Exercise requirements | Rewrite every one of the items below with "pixel coordinates" changed to "image coordinates" and nothing else altered.

Material to process |
--*--
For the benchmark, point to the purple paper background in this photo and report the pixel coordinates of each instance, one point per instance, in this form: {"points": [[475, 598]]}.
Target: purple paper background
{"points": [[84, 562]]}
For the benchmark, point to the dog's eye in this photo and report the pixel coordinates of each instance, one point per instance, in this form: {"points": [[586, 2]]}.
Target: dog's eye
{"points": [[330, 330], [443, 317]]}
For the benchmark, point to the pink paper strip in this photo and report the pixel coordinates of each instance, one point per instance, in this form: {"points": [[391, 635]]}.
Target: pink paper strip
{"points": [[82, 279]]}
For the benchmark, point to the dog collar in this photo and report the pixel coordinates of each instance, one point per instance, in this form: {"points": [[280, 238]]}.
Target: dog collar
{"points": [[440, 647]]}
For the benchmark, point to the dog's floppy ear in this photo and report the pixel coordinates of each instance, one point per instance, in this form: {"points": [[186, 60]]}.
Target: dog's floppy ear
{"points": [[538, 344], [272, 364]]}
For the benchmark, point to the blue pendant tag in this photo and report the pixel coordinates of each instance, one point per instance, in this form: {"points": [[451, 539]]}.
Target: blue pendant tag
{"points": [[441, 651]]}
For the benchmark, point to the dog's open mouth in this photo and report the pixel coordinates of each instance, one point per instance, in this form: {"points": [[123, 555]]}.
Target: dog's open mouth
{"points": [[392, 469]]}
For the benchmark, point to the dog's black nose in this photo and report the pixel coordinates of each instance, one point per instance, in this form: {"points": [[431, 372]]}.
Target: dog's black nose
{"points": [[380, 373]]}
--*--
Response to the exercise |
For the benchmark, point to the purple paper background in this photo and report the image coordinates of each instance, one point per instance, in this form: {"points": [[475, 598]]}.
Target: purple paper background
{"points": [[84, 562]]}
For the benchmark, point to the dog's eye in this photo and report the image coordinates of each instance, one point per instance, in this form: {"points": [[586, 2]]}.
Target: dog's eye
{"points": [[330, 330], [443, 317]]}
For the benchmark, point to the pink paper strip in this photo and report the image coordinates of each instance, one point per instance, in this form: {"points": [[391, 635]]}.
Target: pink paper strip
{"points": [[82, 279]]}
For the benchmark, point to the dog collar in this photo and report the image coordinates of each instance, one point per instance, in this form: {"points": [[280, 238]]}.
Target: dog collar
{"points": [[440, 647]]}
For the benchmark, point to the dog's floppy ear in this photo and report the image coordinates of each instance, one point per instance, in this form: {"points": [[186, 60]]}.
Target: dog's floppy ear
{"points": [[538, 344], [272, 364]]}
For the benchmark, point to the blue pendant tag in this photo and report the image coordinates of each instance, one point per instance, in this form: {"points": [[451, 539]]}.
Target: blue pendant tag
{"points": [[441, 651]]}
For the benchmark, point to the dog's open mouth in this photo and report the image coordinates of each instance, one point per instance, in this form: {"points": [[123, 555]]}.
Target: dog's open mouth
{"points": [[392, 469]]}
For the benchmark, point to the dog's black nose in this photo and report the image coordinates of each instance, one point per instance, in this form: {"points": [[431, 372]]}.
Target: dog's black nose
{"points": [[380, 373]]}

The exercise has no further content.